Allow 3rd-party PDE(partial differential equation) libraries to be used to perform inference that involve PDEs.

Description:

The design involves cmdstan, stan, and math. This issue ticket solicits the discussion regarding the related design in all the repos. See stan-dev/math#931 for corresponding issue for Math library.

Design goals
  • Stan interface with any 3rd-party PDE library, so that QoI(quantity of interest, PDE jargon) can be connected to input parameters.
  • Use external library in Stan for PDE computing. The external library is provided by the user through user_header and Stan's external C++ interface.
  • Hide stan internals from PDE developers.

This design allows the user to use his own PDE solver in Stan, by using solve_pde function and make with STANCFLAGS=--allow_undefined. Similar to ODE solver in Stan, the PDE is provided through a functor(Stan's user-defined function). The actual action of the functor is provided through the external PDE solver in user_header.hpp(see example below). In this design the user is asked to do the following to use his external PDE solver:

  • write a stan user-function, in the following example, this function is laplace_model.
  • declare the external functions used in the above stan user-function.
  • in Stan call solve_pde, with the above stan user-function as the first argument.
  • provide Makefile for the external PDE solver
  • build the Stan model with
make WITH_EXTERN_PDE=1 EXTERN_PDE_MAKEFILE=/path/to/makefile stan_model

An additional design goal is to allow stan to coordinate MPI computation with the external lib. This belongs to next stage, will be not be discussed in the rest of the discussion.

Also note that the design works on any 3rd-party library that can do sensitivity analysis, but my interest is mostly in PDE.

The rest subsections introduce the proposed design.

[Rows of box annotation data]

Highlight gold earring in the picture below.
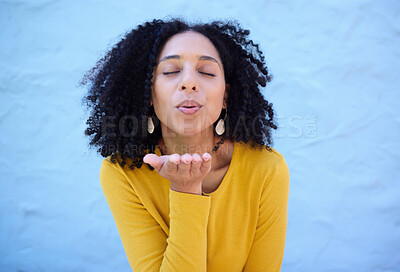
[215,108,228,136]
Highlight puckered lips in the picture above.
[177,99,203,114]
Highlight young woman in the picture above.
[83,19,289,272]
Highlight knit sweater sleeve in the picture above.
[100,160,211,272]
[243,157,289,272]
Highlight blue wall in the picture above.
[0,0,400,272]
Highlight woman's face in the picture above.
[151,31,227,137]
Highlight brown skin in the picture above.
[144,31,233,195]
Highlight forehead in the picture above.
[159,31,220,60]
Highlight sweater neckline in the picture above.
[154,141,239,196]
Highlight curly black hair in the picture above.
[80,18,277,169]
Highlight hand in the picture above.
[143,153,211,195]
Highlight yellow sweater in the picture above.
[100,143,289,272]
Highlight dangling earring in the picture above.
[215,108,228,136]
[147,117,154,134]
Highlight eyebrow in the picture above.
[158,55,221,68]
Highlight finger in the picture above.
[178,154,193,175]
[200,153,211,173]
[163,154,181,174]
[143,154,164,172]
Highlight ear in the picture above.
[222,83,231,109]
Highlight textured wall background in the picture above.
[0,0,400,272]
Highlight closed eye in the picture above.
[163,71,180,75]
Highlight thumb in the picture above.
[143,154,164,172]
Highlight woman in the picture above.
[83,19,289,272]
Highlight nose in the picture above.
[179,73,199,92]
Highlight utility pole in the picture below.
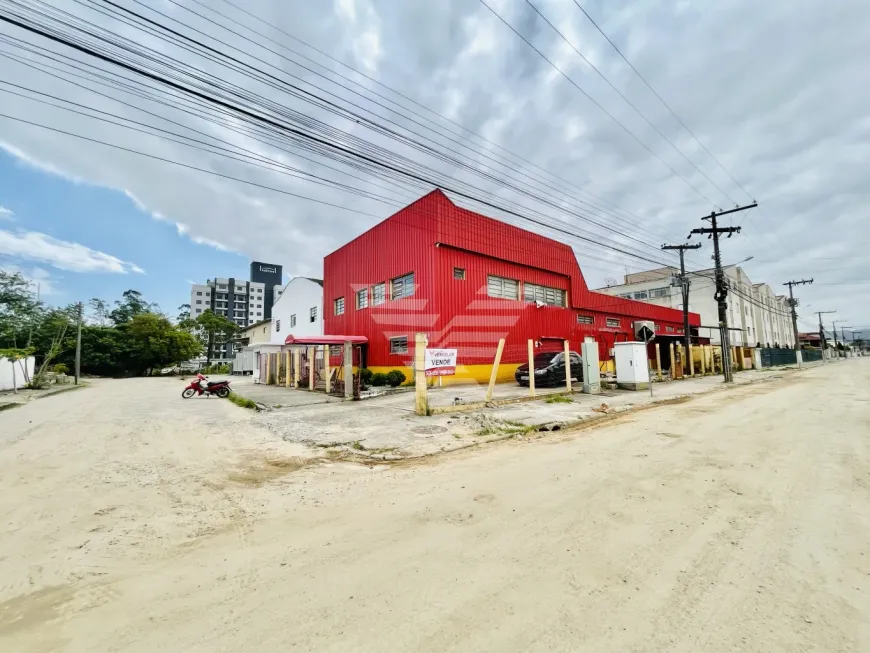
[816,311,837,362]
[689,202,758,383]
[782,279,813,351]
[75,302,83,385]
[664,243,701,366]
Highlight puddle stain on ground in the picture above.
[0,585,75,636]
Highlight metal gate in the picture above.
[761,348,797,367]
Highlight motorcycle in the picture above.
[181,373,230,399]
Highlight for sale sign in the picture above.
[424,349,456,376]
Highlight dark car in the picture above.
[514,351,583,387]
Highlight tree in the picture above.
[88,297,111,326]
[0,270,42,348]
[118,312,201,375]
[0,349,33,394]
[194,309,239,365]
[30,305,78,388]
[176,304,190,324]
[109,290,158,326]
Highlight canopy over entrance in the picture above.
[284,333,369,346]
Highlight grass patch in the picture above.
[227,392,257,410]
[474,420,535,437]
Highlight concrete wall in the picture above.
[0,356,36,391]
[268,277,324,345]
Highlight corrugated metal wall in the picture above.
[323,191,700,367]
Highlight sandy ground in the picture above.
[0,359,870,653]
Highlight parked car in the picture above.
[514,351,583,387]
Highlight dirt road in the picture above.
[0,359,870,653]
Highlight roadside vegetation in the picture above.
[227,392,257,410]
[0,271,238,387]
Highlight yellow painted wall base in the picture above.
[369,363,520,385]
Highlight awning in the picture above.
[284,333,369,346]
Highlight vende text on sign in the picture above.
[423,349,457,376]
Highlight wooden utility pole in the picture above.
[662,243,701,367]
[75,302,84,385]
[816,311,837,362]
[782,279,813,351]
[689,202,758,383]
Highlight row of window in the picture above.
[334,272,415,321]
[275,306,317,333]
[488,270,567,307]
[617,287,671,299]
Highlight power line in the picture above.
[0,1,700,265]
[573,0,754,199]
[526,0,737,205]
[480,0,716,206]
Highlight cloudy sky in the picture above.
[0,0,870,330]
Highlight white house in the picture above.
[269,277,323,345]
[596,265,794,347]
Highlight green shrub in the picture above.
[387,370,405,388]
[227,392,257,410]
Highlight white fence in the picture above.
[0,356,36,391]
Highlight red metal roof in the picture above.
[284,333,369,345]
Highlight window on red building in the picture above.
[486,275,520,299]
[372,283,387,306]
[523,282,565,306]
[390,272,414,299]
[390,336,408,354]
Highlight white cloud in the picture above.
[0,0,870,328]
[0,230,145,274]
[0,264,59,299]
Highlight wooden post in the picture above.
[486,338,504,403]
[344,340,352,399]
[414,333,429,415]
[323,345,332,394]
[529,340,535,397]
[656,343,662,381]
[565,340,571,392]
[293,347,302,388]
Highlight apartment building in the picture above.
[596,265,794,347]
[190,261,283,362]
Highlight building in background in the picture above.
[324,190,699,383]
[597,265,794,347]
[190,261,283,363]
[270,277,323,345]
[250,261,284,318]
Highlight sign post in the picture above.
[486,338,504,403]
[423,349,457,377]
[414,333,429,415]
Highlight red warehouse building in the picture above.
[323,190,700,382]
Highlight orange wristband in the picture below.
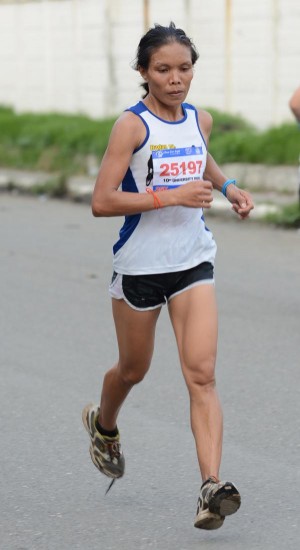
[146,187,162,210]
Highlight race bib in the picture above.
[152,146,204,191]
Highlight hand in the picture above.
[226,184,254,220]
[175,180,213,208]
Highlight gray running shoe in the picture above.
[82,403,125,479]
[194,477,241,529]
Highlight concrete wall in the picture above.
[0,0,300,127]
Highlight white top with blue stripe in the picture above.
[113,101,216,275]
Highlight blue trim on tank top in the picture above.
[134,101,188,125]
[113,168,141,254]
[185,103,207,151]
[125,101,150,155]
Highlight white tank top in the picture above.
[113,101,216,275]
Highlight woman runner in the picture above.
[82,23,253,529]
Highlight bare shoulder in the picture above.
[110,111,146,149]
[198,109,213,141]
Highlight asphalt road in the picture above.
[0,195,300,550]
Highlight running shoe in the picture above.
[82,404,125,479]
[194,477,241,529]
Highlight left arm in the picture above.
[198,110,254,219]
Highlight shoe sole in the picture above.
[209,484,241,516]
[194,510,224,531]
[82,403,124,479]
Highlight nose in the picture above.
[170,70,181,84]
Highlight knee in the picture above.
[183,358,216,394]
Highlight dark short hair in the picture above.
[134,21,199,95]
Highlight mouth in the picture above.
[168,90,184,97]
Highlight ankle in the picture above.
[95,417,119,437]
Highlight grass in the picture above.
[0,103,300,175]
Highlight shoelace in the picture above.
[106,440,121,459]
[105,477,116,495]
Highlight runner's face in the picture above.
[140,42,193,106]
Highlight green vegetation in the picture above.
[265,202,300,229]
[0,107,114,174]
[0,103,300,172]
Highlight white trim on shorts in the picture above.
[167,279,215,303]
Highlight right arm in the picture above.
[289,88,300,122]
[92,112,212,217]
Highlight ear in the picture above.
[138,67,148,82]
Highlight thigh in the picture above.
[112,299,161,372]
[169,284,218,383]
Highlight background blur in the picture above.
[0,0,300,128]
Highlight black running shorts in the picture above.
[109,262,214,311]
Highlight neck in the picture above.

GIVEN INSTRUCTION 1: In the PDE library design text, rewrite the stretch from "Allow 3rd-party PDE(partial" through "for Math library.", swapping "cmdstan" for "CmdStan".
GIVEN INSTRUCTION 2: Please translate this sentence from the PDE library design text into Spanish: "This issue ticket solicits the discussion regarding the related design in all the repos."

COMPLETE ANSWER 1:
Allow 3rd-party PDE(partial differential equation) libraries to be used to perform inference that involve PDEs.

Description:

The design involves CmdStan, stan, and math. This issue ticket solicits the discussion regarding the related design in all the repos. See stan-dev/math#931 for corresponding issue for Math library.

COMPLETE ANSWER 2: Este ticket de incidencia solicita la discusión sobre el diseño relacionado en todos los repositorios.